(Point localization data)
* * * * * * *

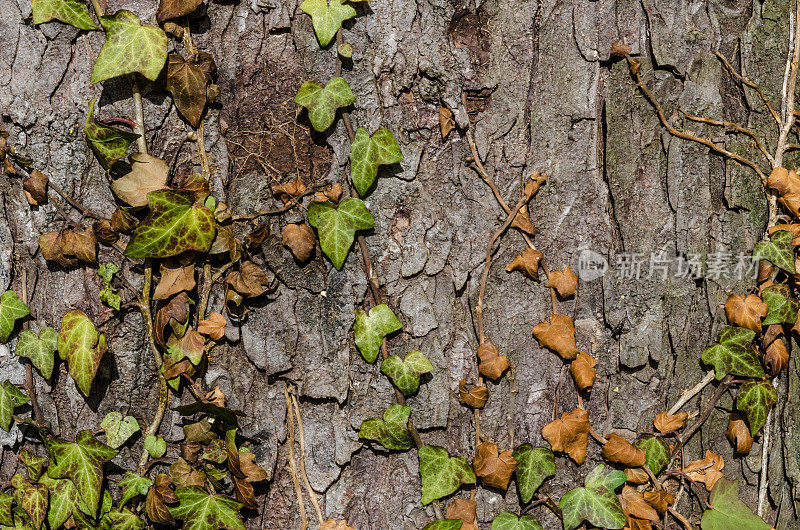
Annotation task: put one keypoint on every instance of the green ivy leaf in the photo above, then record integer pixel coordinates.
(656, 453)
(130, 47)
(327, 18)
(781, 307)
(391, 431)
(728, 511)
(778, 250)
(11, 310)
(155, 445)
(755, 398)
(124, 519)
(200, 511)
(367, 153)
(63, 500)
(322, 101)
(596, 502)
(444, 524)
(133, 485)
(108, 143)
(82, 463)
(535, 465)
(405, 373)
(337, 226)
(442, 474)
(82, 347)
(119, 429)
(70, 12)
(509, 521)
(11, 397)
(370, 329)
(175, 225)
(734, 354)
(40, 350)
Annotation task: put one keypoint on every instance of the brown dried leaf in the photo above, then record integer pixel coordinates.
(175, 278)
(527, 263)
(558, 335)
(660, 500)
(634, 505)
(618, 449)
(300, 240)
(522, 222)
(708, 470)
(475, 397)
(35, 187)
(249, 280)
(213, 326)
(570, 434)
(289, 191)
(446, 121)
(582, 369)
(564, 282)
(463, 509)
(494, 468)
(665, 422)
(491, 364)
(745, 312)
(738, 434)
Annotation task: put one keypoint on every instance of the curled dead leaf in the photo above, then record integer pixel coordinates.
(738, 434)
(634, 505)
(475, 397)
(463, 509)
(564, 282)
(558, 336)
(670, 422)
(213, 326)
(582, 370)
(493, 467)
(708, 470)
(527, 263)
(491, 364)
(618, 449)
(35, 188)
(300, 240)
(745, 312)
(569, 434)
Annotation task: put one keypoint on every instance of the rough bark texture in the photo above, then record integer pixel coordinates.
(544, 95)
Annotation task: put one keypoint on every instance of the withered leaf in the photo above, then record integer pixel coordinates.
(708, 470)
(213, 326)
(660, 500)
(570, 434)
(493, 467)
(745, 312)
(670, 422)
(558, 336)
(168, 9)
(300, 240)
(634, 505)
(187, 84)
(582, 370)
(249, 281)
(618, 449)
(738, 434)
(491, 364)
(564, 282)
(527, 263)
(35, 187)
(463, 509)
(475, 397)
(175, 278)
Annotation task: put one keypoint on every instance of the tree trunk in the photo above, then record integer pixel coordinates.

* * * * * * *

◆ Exercise prompt ◆
Pictures stay out; copy every entry above exactly.

◆ Problem solution ◆
Annotation task: put one keypoint on every instance of the green ivy leaf in the photo above, then record integer pixel coordinates.
(656, 453)
(130, 47)
(327, 18)
(781, 307)
(391, 431)
(728, 511)
(778, 250)
(11, 310)
(155, 445)
(755, 398)
(124, 519)
(200, 511)
(367, 153)
(63, 500)
(322, 101)
(596, 502)
(444, 524)
(133, 485)
(108, 143)
(82, 463)
(535, 465)
(405, 373)
(337, 226)
(442, 474)
(82, 347)
(119, 429)
(70, 12)
(509, 521)
(11, 397)
(370, 329)
(175, 225)
(734, 354)
(40, 350)
Annotation task: put one keypoint on every instance of the brown dried leaf in the photo above, then record integer pixel coordinates.
(175, 278)
(527, 263)
(558, 335)
(660, 500)
(634, 505)
(618, 449)
(300, 240)
(522, 222)
(708, 470)
(475, 397)
(35, 187)
(249, 280)
(213, 326)
(570, 434)
(289, 191)
(446, 121)
(582, 369)
(564, 282)
(463, 509)
(494, 468)
(665, 422)
(491, 364)
(745, 312)
(738, 434)
Annotation task: put one keypoint on every instance of the curled dead leaf in the photo above, then record integer pixel coordinates.
(738, 434)
(634, 505)
(475, 397)
(463, 509)
(564, 282)
(558, 336)
(670, 422)
(213, 326)
(582, 370)
(493, 467)
(708, 470)
(527, 263)
(491, 364)
(618, 449)
(35, 188)
(300, 240)
(745, 312)
(569, 434)
Annotation task: put one keypoint on every instance of the rough bark texture in the photo above, then record integer pixel coordinates.
(544, 95)
Annotation task: put one keypoint on every instance of the withered leaf in the photo above, then record integer pixel coordinates.
(708, 470)
(213, 326)
(660, 500)
(570, 434)
(493, 467)
(745, 312)
(670, 422)
(558, 336)
(168, 9)
(300, 240)
(634, 505)
(187, 84)
(582, 370)
(249, 281)
(618, 449)
(738, 434)
(491, 364)
(564, 282)
(527, 263)
(35, 187)
(463, 509)
(475, 397)
(175, 278)
Annotation task: put one keypoint on every instance of the tree trunk in the photo above, then record integer pixel coordinates.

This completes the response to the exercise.